The request =
Report how many lines in the items below contain the word "yellow", and give only that number.

Raw data =
========================================
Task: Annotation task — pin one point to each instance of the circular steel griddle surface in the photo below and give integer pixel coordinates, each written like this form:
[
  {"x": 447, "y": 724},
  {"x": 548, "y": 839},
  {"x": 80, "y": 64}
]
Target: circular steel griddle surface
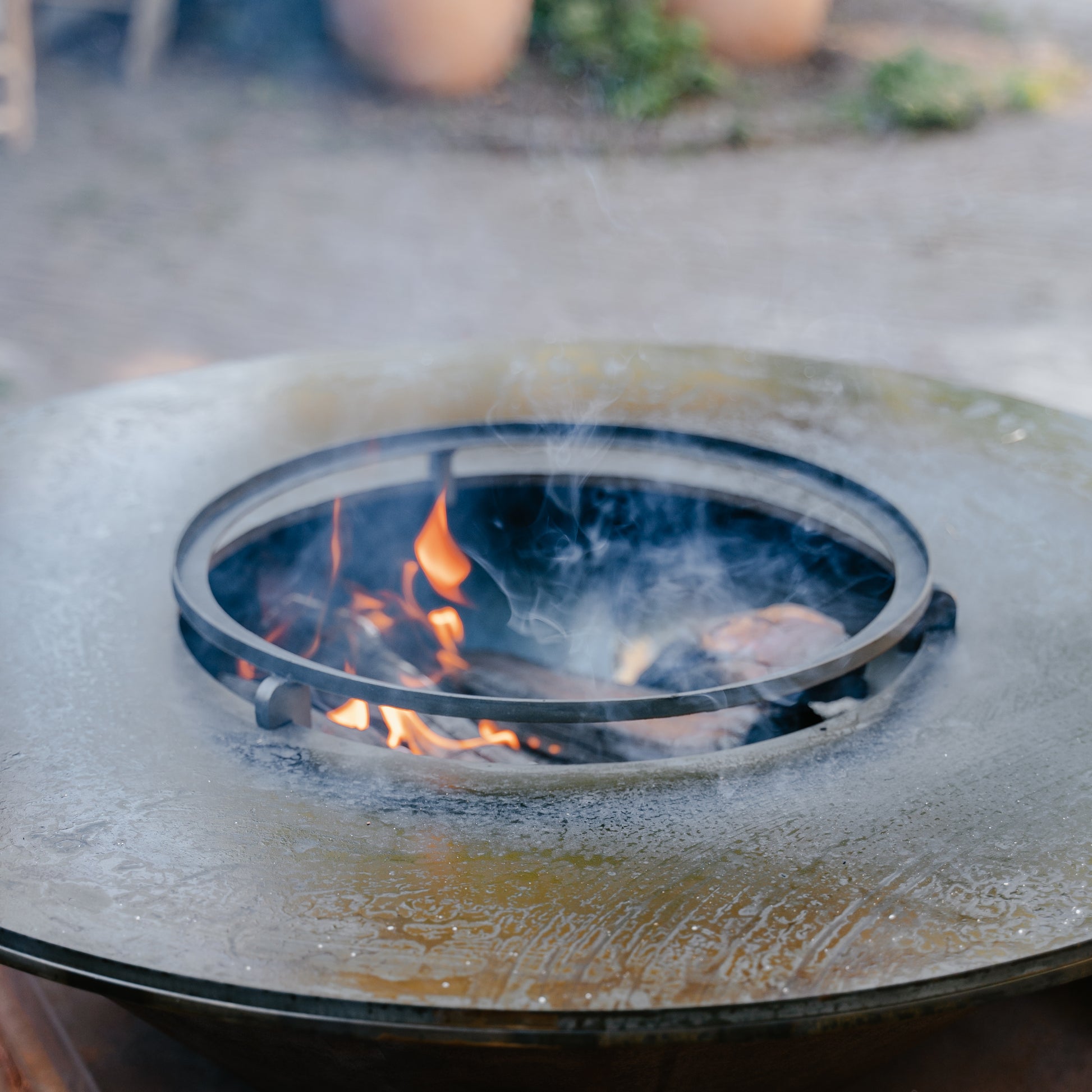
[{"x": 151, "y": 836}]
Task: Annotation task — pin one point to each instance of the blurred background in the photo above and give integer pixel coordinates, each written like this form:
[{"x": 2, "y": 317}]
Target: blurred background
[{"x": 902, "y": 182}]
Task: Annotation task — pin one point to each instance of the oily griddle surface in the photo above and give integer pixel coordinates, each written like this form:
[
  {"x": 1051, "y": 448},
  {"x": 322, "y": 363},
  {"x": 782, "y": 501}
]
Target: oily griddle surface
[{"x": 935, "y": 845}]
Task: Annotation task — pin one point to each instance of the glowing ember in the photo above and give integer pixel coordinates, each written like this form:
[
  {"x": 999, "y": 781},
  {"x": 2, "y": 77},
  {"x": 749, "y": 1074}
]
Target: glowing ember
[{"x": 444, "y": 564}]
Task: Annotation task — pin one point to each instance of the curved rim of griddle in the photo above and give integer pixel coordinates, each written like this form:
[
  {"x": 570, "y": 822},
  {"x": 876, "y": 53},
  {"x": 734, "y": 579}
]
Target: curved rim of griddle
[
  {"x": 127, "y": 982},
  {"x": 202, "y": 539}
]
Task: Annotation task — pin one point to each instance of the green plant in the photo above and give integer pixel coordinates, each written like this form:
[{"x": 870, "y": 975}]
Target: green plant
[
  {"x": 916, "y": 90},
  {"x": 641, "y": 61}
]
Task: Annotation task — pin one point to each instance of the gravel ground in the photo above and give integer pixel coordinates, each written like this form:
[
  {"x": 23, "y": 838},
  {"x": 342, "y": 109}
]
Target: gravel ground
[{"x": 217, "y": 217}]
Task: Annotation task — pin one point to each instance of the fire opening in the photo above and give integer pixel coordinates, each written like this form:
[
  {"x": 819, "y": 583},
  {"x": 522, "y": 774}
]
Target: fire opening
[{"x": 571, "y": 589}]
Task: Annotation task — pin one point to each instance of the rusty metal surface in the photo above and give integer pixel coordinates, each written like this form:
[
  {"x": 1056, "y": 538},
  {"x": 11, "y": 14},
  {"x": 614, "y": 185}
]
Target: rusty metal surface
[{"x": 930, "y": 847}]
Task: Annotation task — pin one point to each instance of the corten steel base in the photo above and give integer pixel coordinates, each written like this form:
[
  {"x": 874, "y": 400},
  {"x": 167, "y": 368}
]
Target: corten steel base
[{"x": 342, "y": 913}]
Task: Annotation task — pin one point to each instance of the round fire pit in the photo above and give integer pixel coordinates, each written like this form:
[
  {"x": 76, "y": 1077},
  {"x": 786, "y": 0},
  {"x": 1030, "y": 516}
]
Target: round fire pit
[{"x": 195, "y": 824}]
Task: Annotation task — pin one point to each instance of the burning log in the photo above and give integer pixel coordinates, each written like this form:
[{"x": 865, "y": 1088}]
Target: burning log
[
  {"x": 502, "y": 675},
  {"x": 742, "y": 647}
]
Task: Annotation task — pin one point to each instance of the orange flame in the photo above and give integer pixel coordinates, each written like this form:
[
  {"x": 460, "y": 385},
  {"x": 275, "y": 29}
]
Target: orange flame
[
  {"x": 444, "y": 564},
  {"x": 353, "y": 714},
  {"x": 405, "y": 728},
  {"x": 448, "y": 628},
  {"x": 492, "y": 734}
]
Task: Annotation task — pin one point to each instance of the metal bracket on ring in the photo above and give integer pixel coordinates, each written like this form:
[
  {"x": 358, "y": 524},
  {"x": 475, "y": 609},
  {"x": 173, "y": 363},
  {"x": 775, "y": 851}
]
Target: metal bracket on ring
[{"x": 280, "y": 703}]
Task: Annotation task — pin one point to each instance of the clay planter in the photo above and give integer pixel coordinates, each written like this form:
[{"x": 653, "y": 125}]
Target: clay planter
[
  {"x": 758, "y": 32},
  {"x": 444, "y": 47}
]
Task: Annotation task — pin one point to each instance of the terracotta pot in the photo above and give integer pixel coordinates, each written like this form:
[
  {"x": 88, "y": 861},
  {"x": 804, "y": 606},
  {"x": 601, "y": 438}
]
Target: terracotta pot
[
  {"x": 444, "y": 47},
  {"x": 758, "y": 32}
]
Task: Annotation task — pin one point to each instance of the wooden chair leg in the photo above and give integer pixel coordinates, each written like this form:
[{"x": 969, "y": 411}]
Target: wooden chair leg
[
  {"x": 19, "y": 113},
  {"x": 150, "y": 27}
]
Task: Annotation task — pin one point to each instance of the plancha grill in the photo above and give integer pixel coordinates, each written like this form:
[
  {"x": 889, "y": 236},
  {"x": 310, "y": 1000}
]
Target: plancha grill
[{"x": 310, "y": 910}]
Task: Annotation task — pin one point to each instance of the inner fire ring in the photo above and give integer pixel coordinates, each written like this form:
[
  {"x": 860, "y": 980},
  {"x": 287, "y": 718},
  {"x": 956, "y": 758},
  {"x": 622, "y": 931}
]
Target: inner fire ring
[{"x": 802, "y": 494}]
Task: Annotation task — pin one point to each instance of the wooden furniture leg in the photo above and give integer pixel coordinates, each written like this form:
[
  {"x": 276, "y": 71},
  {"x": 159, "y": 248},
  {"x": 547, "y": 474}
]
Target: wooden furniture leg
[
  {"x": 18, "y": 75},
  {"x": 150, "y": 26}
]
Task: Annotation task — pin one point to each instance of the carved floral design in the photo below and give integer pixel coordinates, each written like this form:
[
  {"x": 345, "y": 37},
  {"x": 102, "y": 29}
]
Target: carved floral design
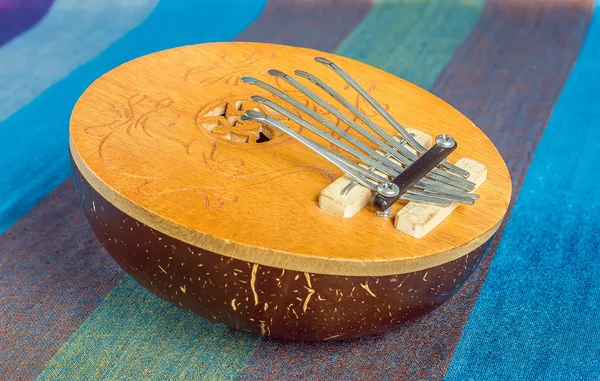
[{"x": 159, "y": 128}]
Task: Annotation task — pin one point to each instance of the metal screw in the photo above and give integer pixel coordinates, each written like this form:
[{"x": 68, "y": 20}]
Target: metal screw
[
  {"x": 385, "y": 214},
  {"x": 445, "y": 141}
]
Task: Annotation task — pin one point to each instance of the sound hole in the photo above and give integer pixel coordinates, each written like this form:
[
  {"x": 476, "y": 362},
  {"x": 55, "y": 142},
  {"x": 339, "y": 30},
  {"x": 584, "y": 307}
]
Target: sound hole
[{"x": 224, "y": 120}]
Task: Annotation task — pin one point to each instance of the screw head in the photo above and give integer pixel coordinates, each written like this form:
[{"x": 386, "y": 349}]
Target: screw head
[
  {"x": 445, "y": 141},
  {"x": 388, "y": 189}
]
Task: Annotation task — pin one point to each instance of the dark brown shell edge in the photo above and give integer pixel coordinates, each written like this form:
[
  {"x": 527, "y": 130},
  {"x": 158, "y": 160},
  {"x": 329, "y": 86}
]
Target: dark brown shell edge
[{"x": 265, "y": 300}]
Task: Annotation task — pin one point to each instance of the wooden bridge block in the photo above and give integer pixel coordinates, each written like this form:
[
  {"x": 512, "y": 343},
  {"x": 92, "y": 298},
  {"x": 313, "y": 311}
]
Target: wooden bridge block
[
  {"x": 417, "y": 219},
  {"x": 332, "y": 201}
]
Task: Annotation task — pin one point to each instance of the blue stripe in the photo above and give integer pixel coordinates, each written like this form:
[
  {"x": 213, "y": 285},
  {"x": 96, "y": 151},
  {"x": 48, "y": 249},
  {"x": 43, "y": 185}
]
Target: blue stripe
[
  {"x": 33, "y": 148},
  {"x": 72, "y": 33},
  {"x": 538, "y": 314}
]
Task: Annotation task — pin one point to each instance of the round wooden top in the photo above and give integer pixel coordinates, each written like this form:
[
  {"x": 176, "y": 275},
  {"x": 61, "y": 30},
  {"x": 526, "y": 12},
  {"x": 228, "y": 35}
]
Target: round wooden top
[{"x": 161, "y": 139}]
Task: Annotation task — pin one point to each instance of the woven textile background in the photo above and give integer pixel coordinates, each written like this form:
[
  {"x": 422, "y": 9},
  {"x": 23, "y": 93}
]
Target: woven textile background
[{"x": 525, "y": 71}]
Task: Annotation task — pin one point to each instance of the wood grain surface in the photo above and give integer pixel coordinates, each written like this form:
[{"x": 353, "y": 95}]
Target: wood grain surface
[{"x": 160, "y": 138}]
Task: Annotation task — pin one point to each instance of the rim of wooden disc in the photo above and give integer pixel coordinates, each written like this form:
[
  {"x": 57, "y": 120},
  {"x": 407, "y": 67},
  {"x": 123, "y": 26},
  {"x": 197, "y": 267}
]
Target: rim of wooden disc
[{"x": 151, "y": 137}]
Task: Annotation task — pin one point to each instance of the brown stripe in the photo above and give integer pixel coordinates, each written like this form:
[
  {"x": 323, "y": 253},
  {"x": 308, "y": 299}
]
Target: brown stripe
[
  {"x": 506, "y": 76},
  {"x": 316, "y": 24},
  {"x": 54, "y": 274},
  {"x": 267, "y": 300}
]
========================================
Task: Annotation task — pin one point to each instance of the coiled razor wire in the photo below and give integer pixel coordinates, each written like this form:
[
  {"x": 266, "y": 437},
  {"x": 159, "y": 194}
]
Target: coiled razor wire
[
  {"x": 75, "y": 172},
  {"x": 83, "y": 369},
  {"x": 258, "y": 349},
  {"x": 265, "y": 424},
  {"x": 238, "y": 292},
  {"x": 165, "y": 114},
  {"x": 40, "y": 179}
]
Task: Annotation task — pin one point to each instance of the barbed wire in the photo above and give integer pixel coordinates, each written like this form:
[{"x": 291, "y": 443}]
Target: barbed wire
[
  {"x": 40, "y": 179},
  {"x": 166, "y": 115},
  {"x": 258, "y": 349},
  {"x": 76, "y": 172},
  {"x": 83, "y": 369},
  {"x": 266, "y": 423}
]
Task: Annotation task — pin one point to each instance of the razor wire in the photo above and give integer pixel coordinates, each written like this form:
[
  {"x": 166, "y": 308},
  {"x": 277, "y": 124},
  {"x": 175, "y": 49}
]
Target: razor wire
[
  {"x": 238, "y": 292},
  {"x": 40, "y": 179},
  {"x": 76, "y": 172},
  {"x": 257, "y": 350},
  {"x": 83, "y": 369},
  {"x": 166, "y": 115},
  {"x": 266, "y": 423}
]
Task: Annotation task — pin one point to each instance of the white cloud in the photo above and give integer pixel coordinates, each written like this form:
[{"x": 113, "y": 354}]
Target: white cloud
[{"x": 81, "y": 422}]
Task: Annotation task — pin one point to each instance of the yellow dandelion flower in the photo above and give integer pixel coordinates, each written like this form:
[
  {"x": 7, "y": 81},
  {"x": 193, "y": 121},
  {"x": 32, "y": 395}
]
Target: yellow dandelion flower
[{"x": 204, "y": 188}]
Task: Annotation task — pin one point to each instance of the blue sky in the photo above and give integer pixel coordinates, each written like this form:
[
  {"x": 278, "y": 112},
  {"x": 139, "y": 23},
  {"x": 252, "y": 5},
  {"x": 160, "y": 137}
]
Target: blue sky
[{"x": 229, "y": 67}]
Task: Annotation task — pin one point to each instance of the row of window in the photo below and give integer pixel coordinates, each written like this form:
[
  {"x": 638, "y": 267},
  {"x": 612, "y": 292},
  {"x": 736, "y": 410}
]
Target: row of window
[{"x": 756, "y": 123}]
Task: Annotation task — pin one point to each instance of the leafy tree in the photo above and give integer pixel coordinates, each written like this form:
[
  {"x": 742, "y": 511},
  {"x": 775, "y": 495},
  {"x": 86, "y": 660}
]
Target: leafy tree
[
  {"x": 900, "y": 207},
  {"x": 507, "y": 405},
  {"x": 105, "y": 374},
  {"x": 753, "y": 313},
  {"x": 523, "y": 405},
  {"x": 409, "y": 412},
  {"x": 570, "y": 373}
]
========================================
Reply =
2